**Required task:**
Reproduce the rows below verbatim, beginning with their first line and ending after the line that contains "top-left (82, 189), bottom-right (191, 248)", with both ends included. Omit the pictures from your output.

[Data items]
_ _ _ _ _
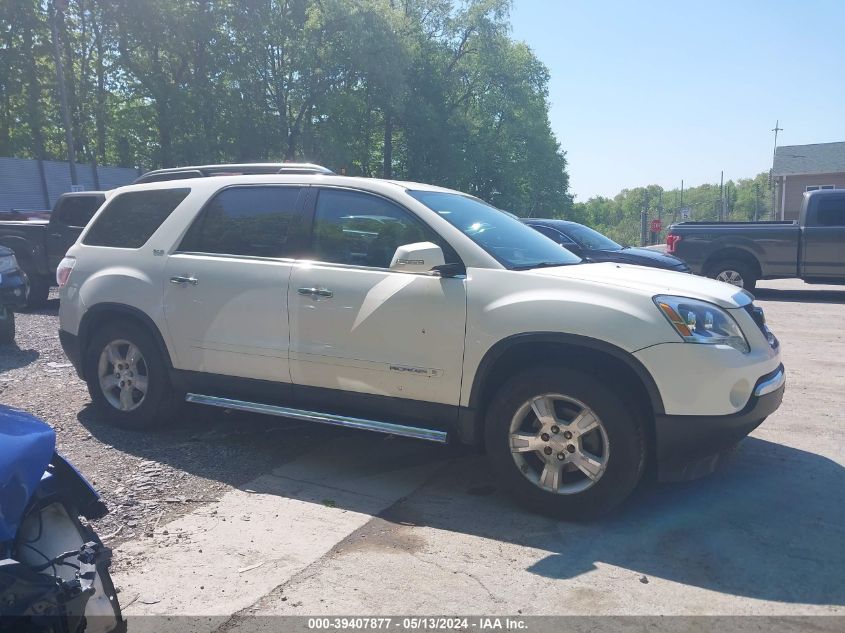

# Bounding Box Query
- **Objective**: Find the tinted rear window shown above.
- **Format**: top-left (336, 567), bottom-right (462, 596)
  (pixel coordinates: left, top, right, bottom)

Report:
top-left (179, 186), bottom-right (301, 257)
top-left (54, 196), bottom-right (106, 227)
top-left (818, 196), bottom-right (845, 226)
top-left (82, 189), bottom-right (191, 248)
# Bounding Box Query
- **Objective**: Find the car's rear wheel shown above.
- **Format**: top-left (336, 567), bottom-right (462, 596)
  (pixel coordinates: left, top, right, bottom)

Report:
top-left (84, 321), bottom-right (176, 429)
top-left (707, 259), bottom-right (757, 291)
top-left (485, 366), bottom-right (646, 519)
top-left (0, 306), bottom-right (15, 345)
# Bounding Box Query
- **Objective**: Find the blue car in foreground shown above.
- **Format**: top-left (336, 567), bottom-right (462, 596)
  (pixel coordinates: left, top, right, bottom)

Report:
top-left (0, 405), bottom-right (126, 633)
top-left (0, 246), bottom-right (29, 345)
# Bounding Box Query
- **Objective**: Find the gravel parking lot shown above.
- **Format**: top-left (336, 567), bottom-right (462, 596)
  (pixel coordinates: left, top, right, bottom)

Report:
top-left (0, 280), bottom-right (845, 616)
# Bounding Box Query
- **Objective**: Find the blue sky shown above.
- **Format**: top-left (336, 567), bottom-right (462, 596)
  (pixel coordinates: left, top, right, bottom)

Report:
top-left (511, 0), bottom-right (845, 200)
_ _ _ _ _
**Response:**
# Bounding Box Query
- **Objective**: Find the tinted rear window shown above.
- **Format**: top-left (336, 567), bottom-right (462, 596)
  (pixel coordinates: left, top, right, bottom)

Report:
top-left (179, 186), bottom-right (301, 257)
top-left (54, 196), bottom-right (106, 227)
top-left (818, 196), bottom-right (845, 226)
top-left (82, 189), bottom-right (191, 248)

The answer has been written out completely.